• _Job_
Copy out the entries verbatim, starting at the line that contains "target: gorilla's shoulder" and stopping after the line that contains "M 308 363 L", with both of those lines included.

• _Supplied entries_

— begin —

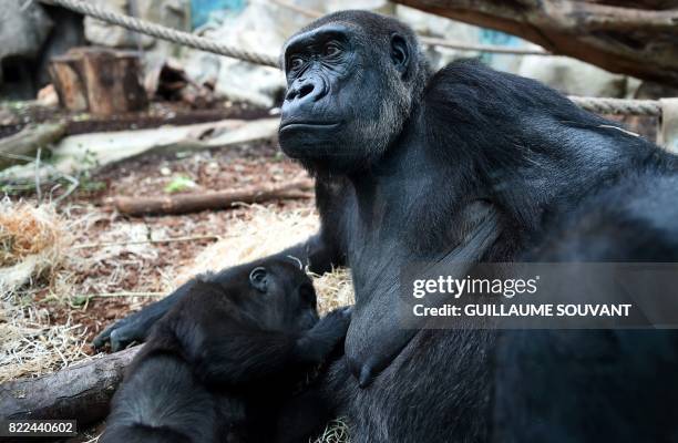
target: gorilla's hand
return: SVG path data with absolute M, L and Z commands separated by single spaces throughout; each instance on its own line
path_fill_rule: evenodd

— end —
— begin —

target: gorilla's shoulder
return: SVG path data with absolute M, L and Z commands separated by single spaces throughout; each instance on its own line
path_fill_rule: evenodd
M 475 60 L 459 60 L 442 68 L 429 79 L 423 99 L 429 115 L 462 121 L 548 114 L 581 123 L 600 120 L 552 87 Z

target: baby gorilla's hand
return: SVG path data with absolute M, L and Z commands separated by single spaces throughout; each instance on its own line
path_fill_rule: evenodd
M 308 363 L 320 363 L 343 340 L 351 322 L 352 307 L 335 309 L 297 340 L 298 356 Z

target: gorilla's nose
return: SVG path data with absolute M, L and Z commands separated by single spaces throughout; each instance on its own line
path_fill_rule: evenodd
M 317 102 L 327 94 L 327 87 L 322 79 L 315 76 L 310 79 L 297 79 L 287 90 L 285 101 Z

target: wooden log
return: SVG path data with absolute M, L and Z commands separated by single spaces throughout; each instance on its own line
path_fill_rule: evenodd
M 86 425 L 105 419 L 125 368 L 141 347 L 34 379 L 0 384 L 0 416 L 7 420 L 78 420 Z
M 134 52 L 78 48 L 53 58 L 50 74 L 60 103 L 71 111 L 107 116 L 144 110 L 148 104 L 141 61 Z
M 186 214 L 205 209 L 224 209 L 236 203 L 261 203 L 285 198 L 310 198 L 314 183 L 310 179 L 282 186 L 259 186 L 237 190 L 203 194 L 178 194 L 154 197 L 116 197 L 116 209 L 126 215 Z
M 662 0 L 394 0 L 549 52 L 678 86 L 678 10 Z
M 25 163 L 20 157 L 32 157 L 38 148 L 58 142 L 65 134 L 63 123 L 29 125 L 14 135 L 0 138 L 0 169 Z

— end —

• _Output_
target: gorilla's shoulder
return: SVG path data with absolute M, L and Z commands separated by single spaces throughout; each instance on its own line
path_fill_rule: evenodd
M 475 60 L 459 60 L 442 68 L 429 79 L 423 99 L 429 115 L 462 121 L 548 114 L 581 123 L 600 120 L 552 87 Z

target: baby gorilla's hand
return: SVG path data with absolute M, L and Z commands separated by single spaces throughout; each instance on its own line
path_fill_rule: evenodd
M 308 363 L 320 363 L 343 340 L 351 322 L 352 307 L 335 309 L 297 340 L 298 356 Z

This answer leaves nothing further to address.